About this task → Could you print every record below exactly as it appears?

Data entries:
◆ ◆ ◆ ◆
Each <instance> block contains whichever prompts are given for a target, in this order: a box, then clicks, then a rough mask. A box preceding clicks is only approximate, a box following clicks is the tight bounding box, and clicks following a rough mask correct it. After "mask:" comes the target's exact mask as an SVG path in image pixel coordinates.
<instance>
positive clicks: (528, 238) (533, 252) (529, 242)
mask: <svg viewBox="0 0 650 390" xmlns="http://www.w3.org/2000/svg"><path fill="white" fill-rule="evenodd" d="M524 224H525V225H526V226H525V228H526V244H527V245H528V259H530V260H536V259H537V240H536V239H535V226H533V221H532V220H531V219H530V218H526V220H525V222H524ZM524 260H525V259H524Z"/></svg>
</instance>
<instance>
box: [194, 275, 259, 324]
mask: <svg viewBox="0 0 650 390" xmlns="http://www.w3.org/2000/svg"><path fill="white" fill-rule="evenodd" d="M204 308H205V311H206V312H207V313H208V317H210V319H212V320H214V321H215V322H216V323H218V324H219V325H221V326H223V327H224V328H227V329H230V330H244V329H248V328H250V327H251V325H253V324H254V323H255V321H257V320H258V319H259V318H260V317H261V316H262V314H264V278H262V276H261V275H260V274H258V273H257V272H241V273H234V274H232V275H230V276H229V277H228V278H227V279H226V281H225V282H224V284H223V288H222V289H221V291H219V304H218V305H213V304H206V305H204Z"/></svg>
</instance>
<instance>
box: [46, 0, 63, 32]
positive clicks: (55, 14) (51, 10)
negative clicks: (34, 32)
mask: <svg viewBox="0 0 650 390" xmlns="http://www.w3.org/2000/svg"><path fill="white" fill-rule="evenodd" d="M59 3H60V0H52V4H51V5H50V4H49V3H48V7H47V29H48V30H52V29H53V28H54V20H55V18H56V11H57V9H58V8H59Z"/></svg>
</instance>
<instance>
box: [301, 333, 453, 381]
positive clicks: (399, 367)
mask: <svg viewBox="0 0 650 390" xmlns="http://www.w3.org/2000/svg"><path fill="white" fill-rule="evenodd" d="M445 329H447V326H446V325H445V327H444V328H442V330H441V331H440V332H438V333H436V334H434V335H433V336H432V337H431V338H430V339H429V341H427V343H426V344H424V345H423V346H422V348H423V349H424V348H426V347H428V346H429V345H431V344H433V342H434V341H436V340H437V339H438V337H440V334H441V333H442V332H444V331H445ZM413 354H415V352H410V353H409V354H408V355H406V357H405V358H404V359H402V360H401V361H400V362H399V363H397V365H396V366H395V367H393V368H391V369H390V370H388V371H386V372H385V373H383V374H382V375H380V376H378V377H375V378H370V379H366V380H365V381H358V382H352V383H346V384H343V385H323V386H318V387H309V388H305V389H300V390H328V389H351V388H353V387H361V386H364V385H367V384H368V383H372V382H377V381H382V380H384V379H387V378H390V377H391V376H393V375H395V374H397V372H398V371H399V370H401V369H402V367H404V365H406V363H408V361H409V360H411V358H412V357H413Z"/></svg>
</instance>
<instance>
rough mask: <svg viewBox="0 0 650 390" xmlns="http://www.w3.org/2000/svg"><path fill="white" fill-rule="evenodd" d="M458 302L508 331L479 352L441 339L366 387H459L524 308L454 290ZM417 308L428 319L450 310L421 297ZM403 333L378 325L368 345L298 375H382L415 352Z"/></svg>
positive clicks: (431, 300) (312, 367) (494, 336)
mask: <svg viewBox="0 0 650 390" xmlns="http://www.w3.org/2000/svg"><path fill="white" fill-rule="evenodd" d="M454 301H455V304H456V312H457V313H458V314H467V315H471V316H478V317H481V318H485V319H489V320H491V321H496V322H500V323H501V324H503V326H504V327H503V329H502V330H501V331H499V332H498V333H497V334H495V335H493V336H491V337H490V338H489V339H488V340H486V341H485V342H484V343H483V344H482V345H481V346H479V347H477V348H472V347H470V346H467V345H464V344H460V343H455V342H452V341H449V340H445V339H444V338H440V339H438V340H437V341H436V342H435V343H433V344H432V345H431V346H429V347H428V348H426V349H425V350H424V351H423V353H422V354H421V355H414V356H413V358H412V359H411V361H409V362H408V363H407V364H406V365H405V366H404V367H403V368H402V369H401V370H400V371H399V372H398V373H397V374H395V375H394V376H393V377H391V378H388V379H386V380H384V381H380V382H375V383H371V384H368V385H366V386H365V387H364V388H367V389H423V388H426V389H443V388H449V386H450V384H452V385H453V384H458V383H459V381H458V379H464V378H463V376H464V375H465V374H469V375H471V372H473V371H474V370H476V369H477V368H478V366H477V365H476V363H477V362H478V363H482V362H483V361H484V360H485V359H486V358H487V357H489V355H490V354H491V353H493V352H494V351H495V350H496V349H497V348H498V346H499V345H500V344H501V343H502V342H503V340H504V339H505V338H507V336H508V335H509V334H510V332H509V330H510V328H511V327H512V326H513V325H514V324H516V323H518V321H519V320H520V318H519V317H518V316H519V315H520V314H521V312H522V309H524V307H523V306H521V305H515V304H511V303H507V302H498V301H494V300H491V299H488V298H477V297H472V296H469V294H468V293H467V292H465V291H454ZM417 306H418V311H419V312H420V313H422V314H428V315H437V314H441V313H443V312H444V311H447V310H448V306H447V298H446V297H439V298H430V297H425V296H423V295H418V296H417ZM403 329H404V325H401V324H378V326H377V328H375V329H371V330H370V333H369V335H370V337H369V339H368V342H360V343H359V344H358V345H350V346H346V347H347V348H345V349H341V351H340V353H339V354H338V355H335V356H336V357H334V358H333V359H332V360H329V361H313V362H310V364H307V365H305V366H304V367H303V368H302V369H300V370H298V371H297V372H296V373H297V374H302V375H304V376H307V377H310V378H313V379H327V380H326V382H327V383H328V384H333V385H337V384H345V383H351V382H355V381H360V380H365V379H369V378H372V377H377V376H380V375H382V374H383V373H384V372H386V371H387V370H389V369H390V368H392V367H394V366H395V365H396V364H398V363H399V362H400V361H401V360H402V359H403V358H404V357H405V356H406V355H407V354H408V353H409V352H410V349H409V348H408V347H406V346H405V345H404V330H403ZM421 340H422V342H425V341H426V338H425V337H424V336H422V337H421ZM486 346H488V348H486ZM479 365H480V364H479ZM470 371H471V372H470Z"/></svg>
◆ ◆ ◆ ◆
Exercise result →
Each <instance> block contains whichever prompts are given for a target, in this order: a box, then clicks, then a rough mask. A box preceding clicks is only approximate, a box following clicks is the tight bounding box, and clicks following a rough mask correct it. After "mask:" comes the target's exact mask as an SVG path in image pixel coordinates.
<instance>
positive clicks: (528, 238) (533, 252) (529, 242)
mask: <svg viewBox="0 0 650 390" xmlns="http://www.w3.org/2000/svg"><path fill="white" fill-rule="evenodd" d="M524 224H525V225H526V226H525V228H526V244H527V245H528V259H530V260H536V259H537V240H536V239H535V226H533V221H532V220H531V219H530V218H526V220H525V222H524ZM524 260H525V259H524Z"/></svg>
</instance>
<instance>
box: [194, 275, 259, 324]
mask: <svg viewBox="0 0 650 390" xmlns="http://www.w3.org/2000/svg"><path fill="white" fill-rule="evenodd" d="M204 308H205V311H206V312H207V313H208V317H210V319H212V320H214V321H215V322H216V323H218V324H219V325H221V326H223V327H224V328H227V329H230V330H244V329H248V328H250V327H251V325H253V324H254V323H255V321H257V320H258V319H259V318H260V317H261V316H262V314H264V278H262V276H261V275H260V274H258V273H257V272H241V273H234V274H232V275H230V276H229V277H228V278H227V279H226V281H225V282H224V284H223V288H222V289H221V291H219V304H218V305H213V304H206V305H204Z"/></svg>
</instance>
<instance>
box: [46, 0, 63, 32]
positive clicks: (55, 14) (51, 10)
negative clicks: (34, 32)
mask: <svg viewBox="0 0 650 390" xmlns="http://www.w3.org/2000/svg"><path fill="white" fill-rule="evenodd" d="M59 3H60V0H52V4H51V5H50V4H49V3H48V7H47V29H48V30H52V29H53V28H54V20H55V18H56V11H57V9H58V8H59Z"/></svg>
</instance>
<instance>
box: [301, 333, 453, 381]
positive clicks: (399, 367)
mask: <svg viewBox="0 0 650 390" xmlns="http://www.w3.org/2000/svg"><path fill="white" fill-rule="evenodd" d="M445 329H447V326H446V325H445V327H444V328H442V330H441V331H440V332H438V333H436V334H434V335H433V336H432V337H431V338H430V339H429V341H427V343H426V344H424V345H423V346H422V348H423V349H424V348H426V347H428V346H429V345H431V344H433V342H434V341H436V340H437V339H438V337H440V334H441V333H442V332H444V331H445ZM413 354H415V352H410V353H409V354H408V355H406V357H405V358H404V359H402V360H401V361H400V362H399V363H397V365H396V366H395V367H393V368H391V369H390V370H388V371H386V372H385V373H383V374H382V375H380V376H378V377H375V378H370V379H366V380H365V381H358V382H352V383H346V384H343V385H323V386H318V387H309V388H305V389H300V390H328V389H351V388H353V387H361V386H364V385H367V384H368V383H372V382H377V381H382V380H384V379H387V378H390V377H391V376H393V375H395V374H397V372H398V371H399V370H401V369H402V367H404V365H406V363H408V361H409V360H411V358H412V357H413Z"/></svg>
</instance>
<instance>
rough mask: <svg viewBox="0 0 650 390" xmlns="http://www.w3.org/2000/svg"><path fill="white" fill-rule="evenodd" d="M458 302L508 331L479 352L441 339L366 387H459L524 308L454 290ZM417 308L428 319L450 310L421 297ZM403 333L378 325L368 345L298 375H382L415 352Z"/></svg>
positive clicks: (431, 300) (312, 367) (494, 336)
mask: <svg viewBox="0 0 650 390" xmlns="http://www.w3.org/2000/svg"><path fill="white" fill-rule="evenodd" d="M454 301H455V304H456V312H457V313H458V314H467V315H471V316H478V317H481V318H485V319H489V320H491V321H496V322H500V323H501V324H503V326H504V327H503V329H502V330H501V331H499V332H498V333H497V334H495V335H493V336H491V337H490V338H489V339H488V340H486V341H485V342H484V343H483V344H482V345H481V346H479V347H477V348H472V347H470V346H467V345H464V344H460V343H455V342H452V341H449V340H445V339H444V338H440V339H438V340H437V341H436V342H435V343H433V344H432V345H431V346H429V347H428V348H426V349H425V350H424V351H423V353H422V354H421V355H414V356H413V358H412V359H411V361H409V362H408V363H407V364H406V365H405V366H404V367H403V368H402V369H401V370H400V371H399V372H398V373H397V374H395V375H394V376H393V377H391V378H388V379H386V380H384V381H380V382H375V383H371V384H368V385H366V386H365V387H364V388H367V389H423V388H426V389H443V388H449V386H450V384H452V385H453V384H458V383H459V381H458V379H464V378H463V376H464V375H465V374H469V375H471V372H473V371H474V370H476V369H477V368H478V366H477V365H476V363H477V362H478V363H482V362H483V361H484V360H485V359H486V358H487V357H489V355H490V354H491V353H493V352H494V351H495V350H496V349H497V348H498V346H499V345H500V344H501V343H502V342H503V340H504V339H505V338H507V336H508V335H509V334H510V332H509V330H510V328H511V327H512V326H513V325H514V324H516V323H518V321H519V320H520V318H519V317H518V316H519V315H520V314H521V312H522V309H524V307H523V306H521V305H515V304H511V303H507V302H498V301H494V300H491V299H488V298H477V297H472V296H469V294H468V293H467V292H465V291H454ZM417 306H418V311H419V312H420V313H422V314H428V315H437V314H441V313H443V312H444V311H447V310H448V306H447V298H446V297H439V298H430V297H425V296H423V295H418V296H417ZM403 329H404V325H401V324H378V326H377V328H375V329H371V330H370V333H369V335H370V337H369V339H368V342H360V343H359V344H358V345H350V346H346V347H347V348H345V349H341V351H340V353H339V354H338V355H335V356H336V357H334V358H333V359H332V360H329V361H313V362H310V364H307V365H305V366H304V367H303V368H302V369H300V370H298V371H297V372H296V373H297V374H302V375H304V376H307V377H310V378H313V379H327V380H326V382H327V383H328V384H333V385H337V384H345V383H351V382H355V381H360V380H365V379H369V378H372V377H377V376H380V375H382V374H383V373H384V372H386V371H387V370H389V369H390V368H392V367H394V366H395V365H396V364H398V363H399V362H400V361H401V360H402V359H403V358H404V357H405V356H406V355H407V354H408V353H409V352H410V349H409V348H408V347H406V346H405V345H404V330H403ZM421 340H422V342H425V341H426V338H425V337H424V336H422V337H421ZM486 346H488V348H486ZM479 365H480V364H479ZM470 371H471V372H470Z"/></svg>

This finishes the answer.